■ **TEXTO DO DOCUMENTO**:
-=-=-=-=-

Em mensagens a que o Mindelinsite teve acesso, os especialistas nacionais remam no mesmo sentido. Todos contra a lei. Como enfatiza um deles, se os recifes costeiros de Cabo Verde estão mal, agora não vai sobrar nem pedras. “… e os acidentes vão aumentar exponencialmente… é triste.”
“Como é possível que o Governo de Cabo Verde tenha aprovado uma lei que dá licença aos mergulhadores com garrafa armados com espingardas e bicheiros para massacrar os nossos recursos marinhos??? Qual é a chance que têm os peixes/moluscos/crustáceos de se protegerem contra estes pistoleiros e saqueadores??? Que motivo tem o Governo para desenvolver e aprovar uma lei contra o mar… contra o ambiente??? ”, pergunta um dos intervenientes, para quem a lei é própria de um país pobre em termos morais e de sensibilidade ambiental.

-=-=-=-=-

■ **EXTRATO DE DADOS**:
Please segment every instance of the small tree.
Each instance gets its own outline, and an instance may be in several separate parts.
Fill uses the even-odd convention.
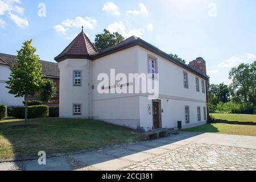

-=-=-=-=-

■ **TAREFAS A REALIZAR**:
• a. Reescreva o trecho do texto do documento que abre com as palavras "Em mensagens a" e fecha com "de sensibilidade ambiental.", trocando "Governo" por "Executivo".
• b. Explique, em uma a três frases, o argumento que um dos especialistas nacionais apresenta no texto do documento para se opor à lei.
A listagem provém de uma fonte diferente da do texto do documento.

■ **RESPOSTAS ÀS TAREFAS**:
• a.
Em mensagens a que o Mindelinsite teve acesso, os especialistas nacionais remam no mesmo sentido. Todos contra a lei. Como enfatiza um deles, se os recifes costeiros de Cabo Verde estão mal, agora não vai sobrar nem pedras. “… e os acidentes vão aumentar exponencialmente… é triste.”
“Como é possível que o Executivo de Cabo Verde tenha aprovado uma lei que dá licença aos mergulhadores com garrafa armados com espingardas e bicheiros para massacrar os nossos recursos marinhos??? Qual é a chance que têm os peixes/moluscos/crustáceos de se protegerem contra estes pistoleiros e saqueadores??? Que motivo tem o Executivo para desenvolver e aprovar uma lei contra o mar… contra o ambiente??? ”, pergunta um dos intervenientes, para quem a lei é própria de um país pobre em termos morais e de sensibilidade ambiental.

• b. O especialista afirma que, se os recifes costeiros de Cabo Verde já estão mal, com a lei agora não vai sobrar nem pedras. Acrescenta ainda que os acidentes vão aumentar exponencialmente.